**Requirement**
Quote the entries that follow exactly, leaving none out.

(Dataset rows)
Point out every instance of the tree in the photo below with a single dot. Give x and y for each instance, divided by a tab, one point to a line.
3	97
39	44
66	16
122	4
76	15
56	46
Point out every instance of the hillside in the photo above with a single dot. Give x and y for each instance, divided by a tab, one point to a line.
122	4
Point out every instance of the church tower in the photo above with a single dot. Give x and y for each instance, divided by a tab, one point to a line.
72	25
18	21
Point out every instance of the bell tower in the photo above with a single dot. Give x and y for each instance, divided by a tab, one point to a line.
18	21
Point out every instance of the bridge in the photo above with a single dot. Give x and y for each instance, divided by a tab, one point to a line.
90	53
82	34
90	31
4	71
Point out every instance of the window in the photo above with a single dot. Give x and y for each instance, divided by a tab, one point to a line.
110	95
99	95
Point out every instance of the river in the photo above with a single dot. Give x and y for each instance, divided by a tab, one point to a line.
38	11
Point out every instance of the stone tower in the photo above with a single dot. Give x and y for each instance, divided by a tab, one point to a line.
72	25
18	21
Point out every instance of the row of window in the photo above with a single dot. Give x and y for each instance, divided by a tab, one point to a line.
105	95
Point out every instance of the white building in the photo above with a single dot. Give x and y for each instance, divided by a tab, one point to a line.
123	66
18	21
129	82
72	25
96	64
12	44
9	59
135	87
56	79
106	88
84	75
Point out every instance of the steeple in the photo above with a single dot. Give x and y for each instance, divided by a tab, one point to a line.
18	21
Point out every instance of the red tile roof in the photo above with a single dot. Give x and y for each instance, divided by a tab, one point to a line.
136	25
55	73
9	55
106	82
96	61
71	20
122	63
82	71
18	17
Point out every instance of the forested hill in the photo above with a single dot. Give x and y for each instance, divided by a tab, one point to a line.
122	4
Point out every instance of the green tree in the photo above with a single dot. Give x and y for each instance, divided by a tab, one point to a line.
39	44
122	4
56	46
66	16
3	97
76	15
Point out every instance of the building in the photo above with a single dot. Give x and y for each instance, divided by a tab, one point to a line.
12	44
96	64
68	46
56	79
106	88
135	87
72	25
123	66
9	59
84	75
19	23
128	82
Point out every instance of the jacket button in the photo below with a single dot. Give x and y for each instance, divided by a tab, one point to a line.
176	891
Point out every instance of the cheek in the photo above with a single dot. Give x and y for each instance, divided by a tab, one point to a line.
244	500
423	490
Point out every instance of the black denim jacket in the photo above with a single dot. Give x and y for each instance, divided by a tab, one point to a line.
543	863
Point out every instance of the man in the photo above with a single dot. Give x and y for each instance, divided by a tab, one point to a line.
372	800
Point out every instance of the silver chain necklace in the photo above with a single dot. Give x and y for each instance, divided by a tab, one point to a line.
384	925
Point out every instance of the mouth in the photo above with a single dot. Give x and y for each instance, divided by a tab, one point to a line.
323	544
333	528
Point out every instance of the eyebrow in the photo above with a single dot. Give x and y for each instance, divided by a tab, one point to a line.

**Result of the exercise**
Point out every instance of the tree in the photo below with a single dot. Give x and y for each instance, divided by a tab, one point to a line.
3	97
39	44
66	16
122	4
76	15
56	46
Point out every instance of the hillside in the photo above with a single dot. Give x and y for each instance, divided by a tab, one point to a line.
122	4
Point out every instance of the church tower in the photo above with a single dot. Give x and y for each instance, divided by a tab, one point to a line.
72	25
18	21
Point out every instance of the bell tower in the photo above with a single dot. Give x and y for each instance, divided by a tab, one point to a line.
18	21
Point out every instance of the bridge in the photo above with a single dot. Give x and y for each instance, divided by a tab, one point to a line.
90	53
82	34
90	31
4	71
Point out every instance of the window in the photo above with a single dot. Give x and y for each instance, divided by a tab, one point to a line.
110	95
99	95
Point out every instance of the river in the photo above with a single dot. Give x and y for each instance, divided by a tab, one point to a line.
38	11
Point out every instance of the stone tower in the photo above with a single dot. Give x and y for each instance, divided by a tab, one point to a line.
72	25
18	21
Point out every instance of the row of window in the photo above with a single dot. Give x and y for each instance, divided by a tab, one point to a line.
105	95
Point out every instance of the white building in the photo above with a single dot. Give x and y for each instance, divided by a tab, one point to a line.
123	66
18	21
129	82
72	25
96	64
12	44
9	59
135	87
56	79
106	88
84	75
Point out every instance of the steeple in the photo above with a single dot. Give x and y for each instance, divided by a tab, one point to a line.
18	21
Point out every instance of the red tile roof in the photo above with a single dot. Give x and y for each instance, divided by a tab, one point to a line.
136	25
55	73
9	55
106	82
96	61
71	20
122	63
82	71
18	17
Point out every instance of the forested hill in the photo above with a single dot. Give x and y for each instance, divided by a tab, one point to a line.
122	4
Point out every instance of the green tree in the photo above with a single dot. Give x and y for each instance, divided by a tab, one point to a line.
39	44
122	4
56	46
66	16
3	97
76	15
Point out every instance of the building in the photo above with a single dot. Give x and y for each instance, divided by a tab, one point to a line.
12	44
96	64
68	46
56	79
106	88
135	87
72	25
123	66
9	59
84	75
19	23
128	82
Point out every instance of the jacket button in the photo below with a single dot. Give x and y for each instance, divided by a tab, one point to a line.
176	891
Point out every instance of the cheek in the photo above with a single dot. Give x and y for each instance, divided by a tab, one point to a line.
244	500
423	490
Point out every instance of the black denim jacket in the photo above with a single dot. Give x and y for each instance, divided by a tab, one point to a line.
543	863
Point out every instance of the man in the photo above with a single dot. Give x and y for each instance, divided by a tab, one point to a line.
372	800
Point out every instance of the silver chain necklace in the photo above with a single dot. Give x and y for each instance, divided by a tab, one point to a line.
384	925
Point out every instance of the mouth in the photo above with a single dot. Give x and y for each instance, divided by a tab, one point to a line.
323	544
333	528
Point out every instance of the eyebrow in the photo above with a single dot. Give x and y for each instance, divided by a tab, one point to a line.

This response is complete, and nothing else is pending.